## EXERCISE DETAILS
Rewrite the items from the line with "of the sandy" to the line with "<point>449,220</point>", changing "sandy path" to "dirt path" and leaving everything else untouched.

## RAW DATA
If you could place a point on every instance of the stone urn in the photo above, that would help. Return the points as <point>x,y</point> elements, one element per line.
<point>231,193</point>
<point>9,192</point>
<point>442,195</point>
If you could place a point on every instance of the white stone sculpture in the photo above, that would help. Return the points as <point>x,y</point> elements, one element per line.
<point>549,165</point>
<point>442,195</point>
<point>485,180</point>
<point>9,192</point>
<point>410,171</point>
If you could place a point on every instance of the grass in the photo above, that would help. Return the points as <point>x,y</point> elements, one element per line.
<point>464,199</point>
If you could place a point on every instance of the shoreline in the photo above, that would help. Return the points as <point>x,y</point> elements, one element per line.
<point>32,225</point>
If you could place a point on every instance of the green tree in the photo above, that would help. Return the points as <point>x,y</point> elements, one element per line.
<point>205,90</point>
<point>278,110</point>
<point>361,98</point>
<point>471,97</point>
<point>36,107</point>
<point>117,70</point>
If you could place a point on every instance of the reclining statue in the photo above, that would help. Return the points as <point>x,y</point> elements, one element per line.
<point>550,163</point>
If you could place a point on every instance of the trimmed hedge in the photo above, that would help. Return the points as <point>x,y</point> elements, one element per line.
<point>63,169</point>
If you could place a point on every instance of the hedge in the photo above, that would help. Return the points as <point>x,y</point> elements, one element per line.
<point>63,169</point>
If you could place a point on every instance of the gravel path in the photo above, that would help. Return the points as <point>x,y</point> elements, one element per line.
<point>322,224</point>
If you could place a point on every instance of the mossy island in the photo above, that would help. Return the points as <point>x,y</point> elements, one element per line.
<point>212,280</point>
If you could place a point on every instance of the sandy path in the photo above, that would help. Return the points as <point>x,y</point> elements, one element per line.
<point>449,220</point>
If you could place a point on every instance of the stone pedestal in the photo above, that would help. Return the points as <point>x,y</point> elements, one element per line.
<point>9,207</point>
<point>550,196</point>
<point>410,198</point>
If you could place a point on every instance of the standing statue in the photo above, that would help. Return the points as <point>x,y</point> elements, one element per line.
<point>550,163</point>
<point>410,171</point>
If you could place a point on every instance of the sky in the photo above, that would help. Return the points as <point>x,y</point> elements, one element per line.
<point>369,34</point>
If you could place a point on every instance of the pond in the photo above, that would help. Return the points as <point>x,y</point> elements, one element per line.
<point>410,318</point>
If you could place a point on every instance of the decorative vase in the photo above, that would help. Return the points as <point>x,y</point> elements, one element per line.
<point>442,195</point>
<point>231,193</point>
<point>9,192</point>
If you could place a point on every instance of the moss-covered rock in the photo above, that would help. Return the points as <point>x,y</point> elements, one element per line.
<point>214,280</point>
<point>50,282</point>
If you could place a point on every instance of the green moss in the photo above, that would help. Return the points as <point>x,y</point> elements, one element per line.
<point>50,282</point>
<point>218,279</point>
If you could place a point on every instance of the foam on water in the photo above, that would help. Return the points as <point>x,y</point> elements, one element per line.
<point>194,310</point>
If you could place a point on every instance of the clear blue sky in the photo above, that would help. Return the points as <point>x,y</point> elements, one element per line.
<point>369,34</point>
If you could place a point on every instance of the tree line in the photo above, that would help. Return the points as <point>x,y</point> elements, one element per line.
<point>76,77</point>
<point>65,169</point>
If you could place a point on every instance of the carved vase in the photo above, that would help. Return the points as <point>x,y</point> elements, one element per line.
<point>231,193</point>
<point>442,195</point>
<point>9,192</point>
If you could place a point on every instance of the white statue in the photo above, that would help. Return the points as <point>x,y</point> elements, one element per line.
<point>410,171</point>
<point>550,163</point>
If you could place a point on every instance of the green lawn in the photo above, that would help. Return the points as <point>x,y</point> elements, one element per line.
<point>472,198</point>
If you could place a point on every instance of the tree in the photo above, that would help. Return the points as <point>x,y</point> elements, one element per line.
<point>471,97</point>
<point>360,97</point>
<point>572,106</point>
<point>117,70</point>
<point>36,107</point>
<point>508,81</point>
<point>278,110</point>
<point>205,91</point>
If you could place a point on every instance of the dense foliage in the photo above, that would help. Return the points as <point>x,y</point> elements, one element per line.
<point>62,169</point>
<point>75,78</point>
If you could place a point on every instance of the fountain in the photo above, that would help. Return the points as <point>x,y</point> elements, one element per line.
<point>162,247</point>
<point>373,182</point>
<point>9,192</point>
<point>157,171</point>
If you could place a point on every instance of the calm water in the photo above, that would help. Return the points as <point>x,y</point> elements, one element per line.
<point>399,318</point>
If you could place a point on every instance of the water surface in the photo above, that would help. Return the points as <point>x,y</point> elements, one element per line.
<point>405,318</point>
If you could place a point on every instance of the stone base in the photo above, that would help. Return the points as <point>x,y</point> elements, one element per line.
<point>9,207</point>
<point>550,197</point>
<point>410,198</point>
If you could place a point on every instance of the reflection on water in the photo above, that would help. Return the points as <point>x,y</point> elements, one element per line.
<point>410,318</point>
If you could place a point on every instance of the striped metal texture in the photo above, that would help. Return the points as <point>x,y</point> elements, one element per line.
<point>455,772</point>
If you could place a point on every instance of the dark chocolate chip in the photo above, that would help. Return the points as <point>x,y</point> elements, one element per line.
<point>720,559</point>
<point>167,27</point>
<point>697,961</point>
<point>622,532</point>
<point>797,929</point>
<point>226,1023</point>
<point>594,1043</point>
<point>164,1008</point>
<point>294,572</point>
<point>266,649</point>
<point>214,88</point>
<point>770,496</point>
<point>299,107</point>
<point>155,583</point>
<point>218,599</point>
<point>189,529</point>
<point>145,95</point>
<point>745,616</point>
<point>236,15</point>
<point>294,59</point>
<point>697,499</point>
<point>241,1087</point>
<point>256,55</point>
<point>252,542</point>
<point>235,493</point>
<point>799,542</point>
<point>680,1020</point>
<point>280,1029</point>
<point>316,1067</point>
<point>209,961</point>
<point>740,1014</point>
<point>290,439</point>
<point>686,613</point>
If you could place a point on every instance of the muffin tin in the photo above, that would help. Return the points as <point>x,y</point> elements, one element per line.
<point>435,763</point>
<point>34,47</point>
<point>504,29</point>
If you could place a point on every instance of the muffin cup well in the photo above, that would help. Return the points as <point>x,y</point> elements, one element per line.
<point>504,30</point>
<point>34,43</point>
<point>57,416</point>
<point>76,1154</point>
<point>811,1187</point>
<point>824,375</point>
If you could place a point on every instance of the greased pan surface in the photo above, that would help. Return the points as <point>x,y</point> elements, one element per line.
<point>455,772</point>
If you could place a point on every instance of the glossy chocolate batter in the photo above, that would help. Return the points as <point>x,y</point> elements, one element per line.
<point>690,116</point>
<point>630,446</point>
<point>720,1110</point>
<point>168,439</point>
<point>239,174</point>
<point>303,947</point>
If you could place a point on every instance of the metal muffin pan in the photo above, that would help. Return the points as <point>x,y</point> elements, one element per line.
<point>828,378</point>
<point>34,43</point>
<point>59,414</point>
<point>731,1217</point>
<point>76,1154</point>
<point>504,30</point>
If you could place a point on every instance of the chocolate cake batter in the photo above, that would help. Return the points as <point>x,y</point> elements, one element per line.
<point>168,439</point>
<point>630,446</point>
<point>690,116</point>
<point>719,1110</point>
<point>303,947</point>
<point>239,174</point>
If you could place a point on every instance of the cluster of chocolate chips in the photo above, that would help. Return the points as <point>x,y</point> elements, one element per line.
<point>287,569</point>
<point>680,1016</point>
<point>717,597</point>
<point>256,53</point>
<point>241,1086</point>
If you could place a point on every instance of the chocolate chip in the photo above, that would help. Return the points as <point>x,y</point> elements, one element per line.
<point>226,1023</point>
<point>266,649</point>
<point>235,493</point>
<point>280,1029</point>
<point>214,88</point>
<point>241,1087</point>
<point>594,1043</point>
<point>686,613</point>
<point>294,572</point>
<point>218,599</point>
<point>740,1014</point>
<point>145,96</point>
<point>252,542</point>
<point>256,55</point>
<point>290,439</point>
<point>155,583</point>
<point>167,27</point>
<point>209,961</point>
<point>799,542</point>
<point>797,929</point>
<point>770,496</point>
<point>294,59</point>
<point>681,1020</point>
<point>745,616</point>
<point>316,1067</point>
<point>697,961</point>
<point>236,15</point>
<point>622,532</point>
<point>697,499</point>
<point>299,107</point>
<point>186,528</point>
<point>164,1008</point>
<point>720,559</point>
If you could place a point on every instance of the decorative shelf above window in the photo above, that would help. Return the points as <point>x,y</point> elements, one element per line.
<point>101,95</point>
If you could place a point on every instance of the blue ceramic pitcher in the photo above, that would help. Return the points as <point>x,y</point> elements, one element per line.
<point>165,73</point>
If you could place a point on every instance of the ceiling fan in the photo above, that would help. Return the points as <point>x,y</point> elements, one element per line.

## EXERCISE OUTPUT
If you could place a point on every instance of the dirt path in the photo above, that would help. Return the points as <point>x,y</point> elements, one element per line.
<point>449,220</point>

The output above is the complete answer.